■ **Work task**: Without any alteration, retype the records that appear below.

■ **Input for this task**:
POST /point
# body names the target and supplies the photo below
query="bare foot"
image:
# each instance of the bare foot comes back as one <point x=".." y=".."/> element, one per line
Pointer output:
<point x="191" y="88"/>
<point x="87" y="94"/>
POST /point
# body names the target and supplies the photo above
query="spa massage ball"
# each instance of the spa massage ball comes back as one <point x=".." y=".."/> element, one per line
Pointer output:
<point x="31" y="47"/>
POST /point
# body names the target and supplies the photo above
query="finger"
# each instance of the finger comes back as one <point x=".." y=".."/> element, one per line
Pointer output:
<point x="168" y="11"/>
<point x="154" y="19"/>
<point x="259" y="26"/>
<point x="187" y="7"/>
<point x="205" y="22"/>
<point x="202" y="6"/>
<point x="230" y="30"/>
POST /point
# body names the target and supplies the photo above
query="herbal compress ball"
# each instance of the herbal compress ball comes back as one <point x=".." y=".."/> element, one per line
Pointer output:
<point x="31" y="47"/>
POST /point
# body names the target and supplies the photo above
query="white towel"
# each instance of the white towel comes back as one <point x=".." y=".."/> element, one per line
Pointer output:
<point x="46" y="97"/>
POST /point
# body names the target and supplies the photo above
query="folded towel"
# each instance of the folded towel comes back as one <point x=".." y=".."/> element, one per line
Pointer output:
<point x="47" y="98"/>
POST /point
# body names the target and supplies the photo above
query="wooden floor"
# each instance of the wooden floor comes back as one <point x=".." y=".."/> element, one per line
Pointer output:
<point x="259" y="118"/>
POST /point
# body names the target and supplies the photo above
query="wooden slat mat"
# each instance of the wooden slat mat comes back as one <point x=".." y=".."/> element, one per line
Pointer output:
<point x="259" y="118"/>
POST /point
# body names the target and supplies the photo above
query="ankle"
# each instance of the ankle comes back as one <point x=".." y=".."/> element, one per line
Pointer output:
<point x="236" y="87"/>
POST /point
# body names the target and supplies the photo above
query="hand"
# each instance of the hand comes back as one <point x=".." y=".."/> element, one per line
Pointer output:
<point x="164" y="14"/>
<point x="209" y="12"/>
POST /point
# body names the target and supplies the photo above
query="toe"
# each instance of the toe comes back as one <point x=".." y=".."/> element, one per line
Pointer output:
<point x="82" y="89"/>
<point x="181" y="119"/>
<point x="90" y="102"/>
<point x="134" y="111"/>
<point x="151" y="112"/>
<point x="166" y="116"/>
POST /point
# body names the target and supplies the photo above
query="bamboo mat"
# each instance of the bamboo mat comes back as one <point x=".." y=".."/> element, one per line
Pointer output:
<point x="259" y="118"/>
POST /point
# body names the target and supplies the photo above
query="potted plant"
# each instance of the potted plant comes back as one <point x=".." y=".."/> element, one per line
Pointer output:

■ **Response to this exercise**:
POST /point
# body names the target and supplies the photo below
query="bare foot"
image:
# each instance of the bare foot comes back as one <point x=".." y=".."/> element, one per line
Pointer output:
<point x="191" y="88"/>
<point x="87" y="94"/>
POST /point
# body names the target and supplies the photo above
query="spa massage ball"
# each instance of the spa massage ball comes back as one <point x=".." y=".."/> element, one per line
Pointer output:
<point x="31" y="47"/>
POST /point
# body names the target and supplies the photo above
query="finger"
# each instance of the finger comes back as one <point x=".." y=".."/> element, one per line
Pointer output:
<point x="168" y="11"/>
<point x="154" y="19"/>
<point x="259" y="26"/>
<point x="187" y="7"/>
<point x="205" y="22"/>
<point x="202" y="6"/>
<point x="230" y="30"/>
POST /point
# body names the target and supplies the photo above
query="herbal compress ball"
# each instance of the herbal compress ball comes back as one <point x=".." y=".."/> element, one per line
Pointer output:
<point x="31" y="47"/>
POST /point
# body names the target and supplies the photo above
query="white towel"
# each instance of the white towel comes back as one <point x=".." y=".."/> element, one per line
Pointer output:
<point x="46" y="97"/>
POST /point
# body names the target and supplies the photo above
query="folded towel"
# each instance of the folded towel comes back as one <point x=".." y=".."/> element, one per line
Pointer output:
<point x="47" y="98"/>
POST /point
# body names the target and supplies the photo above
query="wooden floor"
# each instance of the wooden floor comes back as one <point x=".." y=".."/> element, one per line
Pointer output:
<point x="259" y="118"/>
POST /point
# body names the target and supplies the photo above
query="wooden slat mat"
# each instance of the wooden slat mat comes back as one <point x=".." y=".."/> element, one per line
Pointer output:
<point x="259" y="118"/>
POST /point
# body names the target and supplies the photo above
query="ankle"
# each instance of the ankle comes back as one <point x=".." y=".."/> element, one per line
Pointer output:
<point x="236" y="87"/>
POST /point
# body names the target and supplies the photo above
query="hand"
# each instance of the hand comes back as one <point x=".." y=".."/> element, one per line
Pointer output:
<point x="164" y="14"/>
<point x="209" y="12"/>
POST /point
# body names the target and supplies the photo above
query="toe"
# each instance of the toe comes back as one <point x=".." y=".."/> element, one per line
Pointer output:
<point x="82" y="89"/>
<point x="181" y="119"/>
<point x="90" y="102"/>
<point x="134" y="111"/>
<point x="151" y="112"/>
<point x="166" y="116"/>
POST /point
# body names the target and supplies the photo above
query="bamboo mat"
# each instance of the bamboo mat comes back as one <point x=".." y=".."/> element, one per line
Pointer output:
<point x="259" y="118"/>
POST /point
# body names the target and supplies the photo above
query="potted plant"
# each instance of the potted plant comes back as one <point x=".." y=".."/> element, one per line
Pointer output:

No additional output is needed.